*SUPPLIED DATA*.
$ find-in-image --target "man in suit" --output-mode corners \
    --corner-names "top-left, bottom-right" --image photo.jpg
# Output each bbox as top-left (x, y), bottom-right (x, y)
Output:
--
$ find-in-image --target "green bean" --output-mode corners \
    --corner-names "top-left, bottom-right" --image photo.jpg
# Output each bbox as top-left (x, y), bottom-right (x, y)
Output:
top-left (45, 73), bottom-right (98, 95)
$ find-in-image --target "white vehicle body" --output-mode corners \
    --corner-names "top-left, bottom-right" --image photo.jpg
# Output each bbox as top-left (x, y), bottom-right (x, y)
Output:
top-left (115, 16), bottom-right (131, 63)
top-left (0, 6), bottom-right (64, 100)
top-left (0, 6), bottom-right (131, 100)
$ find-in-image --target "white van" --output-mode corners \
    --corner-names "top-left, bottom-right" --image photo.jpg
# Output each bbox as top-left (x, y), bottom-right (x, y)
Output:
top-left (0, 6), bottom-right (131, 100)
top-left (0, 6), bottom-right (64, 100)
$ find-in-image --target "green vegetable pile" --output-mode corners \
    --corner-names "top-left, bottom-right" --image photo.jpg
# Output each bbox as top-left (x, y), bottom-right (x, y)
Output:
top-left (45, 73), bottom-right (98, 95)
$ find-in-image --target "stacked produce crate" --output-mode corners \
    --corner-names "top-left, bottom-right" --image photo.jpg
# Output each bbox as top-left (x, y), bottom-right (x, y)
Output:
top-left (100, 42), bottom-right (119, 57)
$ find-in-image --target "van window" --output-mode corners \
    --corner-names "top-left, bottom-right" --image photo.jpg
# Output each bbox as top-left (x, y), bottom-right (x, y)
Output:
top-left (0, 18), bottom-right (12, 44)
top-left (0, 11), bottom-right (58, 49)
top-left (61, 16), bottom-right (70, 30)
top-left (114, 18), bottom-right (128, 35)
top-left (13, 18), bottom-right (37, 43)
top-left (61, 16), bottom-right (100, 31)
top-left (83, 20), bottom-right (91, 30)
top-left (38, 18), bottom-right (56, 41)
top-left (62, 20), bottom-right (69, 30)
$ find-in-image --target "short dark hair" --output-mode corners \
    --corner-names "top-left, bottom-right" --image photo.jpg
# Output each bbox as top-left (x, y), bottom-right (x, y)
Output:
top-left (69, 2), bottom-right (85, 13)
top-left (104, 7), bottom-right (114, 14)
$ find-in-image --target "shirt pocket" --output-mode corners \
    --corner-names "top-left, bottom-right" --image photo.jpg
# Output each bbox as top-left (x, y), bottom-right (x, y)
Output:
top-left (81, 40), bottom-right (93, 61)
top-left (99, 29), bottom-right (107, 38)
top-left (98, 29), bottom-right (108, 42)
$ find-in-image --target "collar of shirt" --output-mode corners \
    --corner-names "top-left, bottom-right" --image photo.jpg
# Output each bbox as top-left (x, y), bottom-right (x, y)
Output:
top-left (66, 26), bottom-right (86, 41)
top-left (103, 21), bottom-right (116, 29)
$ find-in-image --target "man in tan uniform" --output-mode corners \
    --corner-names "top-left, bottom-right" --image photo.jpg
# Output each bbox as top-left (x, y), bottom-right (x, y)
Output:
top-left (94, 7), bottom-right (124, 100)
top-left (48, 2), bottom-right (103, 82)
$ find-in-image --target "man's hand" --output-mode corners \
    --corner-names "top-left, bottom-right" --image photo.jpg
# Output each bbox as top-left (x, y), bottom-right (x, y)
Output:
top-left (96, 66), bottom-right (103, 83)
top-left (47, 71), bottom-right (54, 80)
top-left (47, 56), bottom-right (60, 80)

*WHAT IS NEEDED*.
Only the lines containing "target" are needed; pull them out of the listing.

*RESPONSE TO THE TASK*.
$ find-in-image --target "man in suit" --output-mode corners \
$ find-in-image --target "green bean" --output-mode corners \
$ find-in-image --target "white vehicle body" --output-mode corners \
$ find-in-image --target "white van" --output-mode corners \
$ find-in-image --target "green vegetable pile" --output-mode corners \
$ find-in-image --target "stacked produce crate" --output-mode corners \
$ find-in-image --target "van window" --output-mode corners \
$ find-in-image --target "short dark hair" --output-mode corners \
$ find-in-image --target "shirt pocket" --output-mode corners \
$ find-in-image --target "collar of shirt" --output-mode corners \
$ find-in-image --target "man in tan uniform" --output-mode corners \
$ find-in-image --target "man's hand" --output-mode corners \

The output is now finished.